Monday, April 12, 2010

How To Maintain Strong, Unique Passwords across Hundreds of Websites

With just about every website on the Internet requiring you to have a username & password on their system in order to use their service, people tend to use the same login credentials everywhere. Many of you have come up with a system that uses three or four login/password combinations depending on the type of site. For instance, one login/password combination is specified for all financial institutions, another user/pass is common to social media sites, and yet another is used across all your systems at work. This password management policy is a perilous because if any one of those systems is compromised then the people who breached the security will now be able to get into many of the other websites you subscribe to masquerading as you! In this post a secure and portable alternative to this common password management policy is proposed.

→ MATERIAL PROVIDED
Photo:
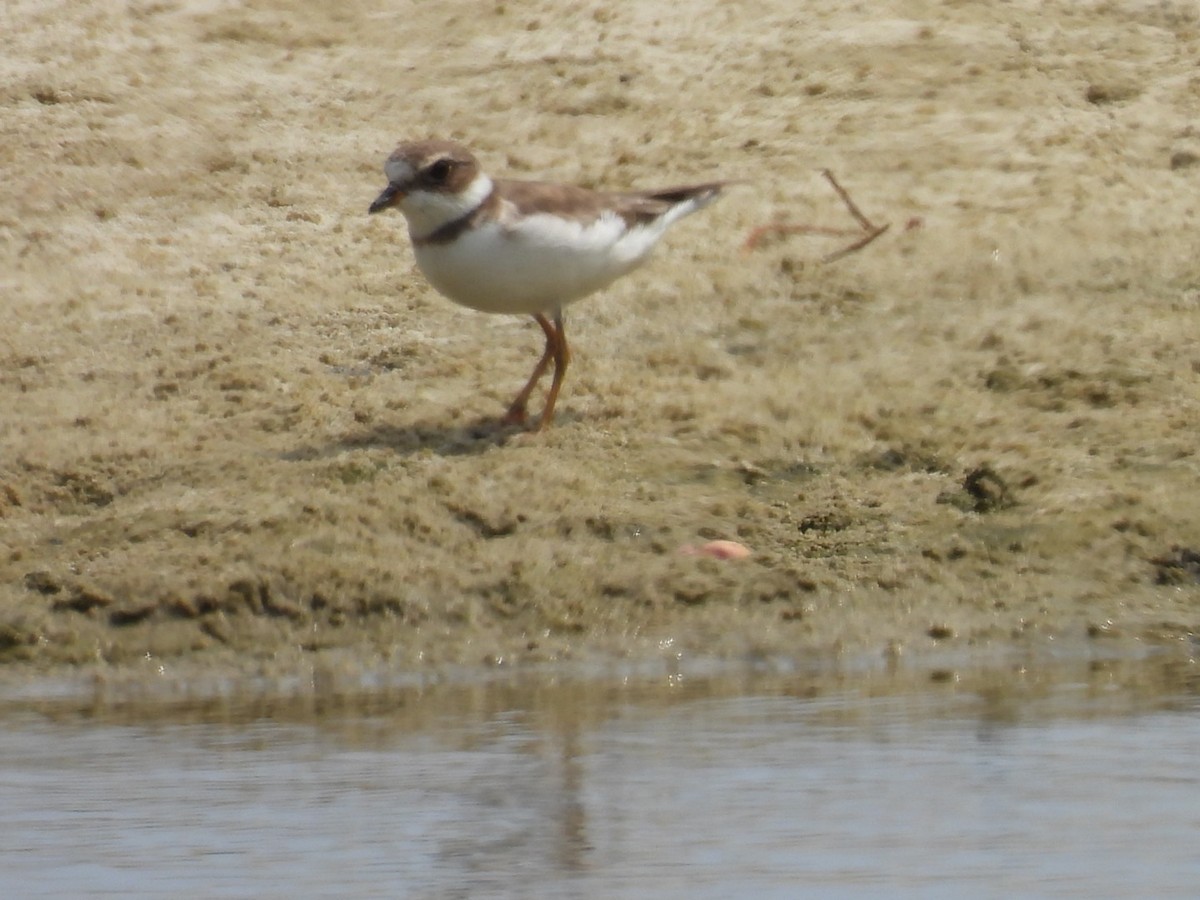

→ WORK TO COMPLETE
1 > Do these statements agree with the post on maintaining unique passwords? Answer yes or no for each and quote the words that decide it.
(a) Many people use three or four login/password combinations, chosen by the type of site.
(b) The post describes one combination shared by financial institutions and social media sites.
(c) The post proposes an alternative that is both secure and portable.
2 > Write the next part of the post on maintaining unique passwords, picking up after its final sentence.

→ ANSWERS TO THE EXERCISE
1 >
(a) Yes: "Many of you have come up with a system that uses three or four login/password combinations depending on the type of site."
(b) No: "one login/password combination is specified for all financial institutions, another user/pass is common to social media sites"
(c) Yes: "In this post a secure and portable alternative to this common password management policy is proposed."

2 >
The principal behind the technique that follows is called "multi-factor authentication". The "factors" will be a combination of something you KNOW and something you HAVE. You'll use a password that only you know and wrap it in another password that you have stored in your address book. This technique can work in conjunction with publicly available password managers like 1Password browser plug-in and others linked below. Solutions like 1Password are unacceptable by themselves though because they store the password on a server somewhere. That server can be hacked, your password compromised, and you'd never even know it. Other password solutions, like Steve Gibson's "Perfect Passwords" generate cryptographically strong passwords that are impossible to remember. You have to write them down somewhere and this creates a weak link if someone ever finds your password stash. Additionally, if you don't bring that password with you everywhere you go, you're going to be unable to login at certain websites when you are traveling. What's more, if you have to type a 64 character password with lots of !@#$%^& characters into a website from the keyboard of a cell phone, you may as well cancel any plans you had for the rest of the day. The ideal solution would have these four characteristics:

1. It's memorable
2. It's unique
3. It's portable
4. It's strong

Here's how this ideal solution is accomplished: Let's say that one of the passwords you've used for years across a spectrum of websites was Party@1999. You like it because it's easy to remember and it's derived from your favorite Prince song. That password may have been strong enough back in 1999 but it's time to strengthen it for the new millennium. This can be done simply by wrapping your password inside another.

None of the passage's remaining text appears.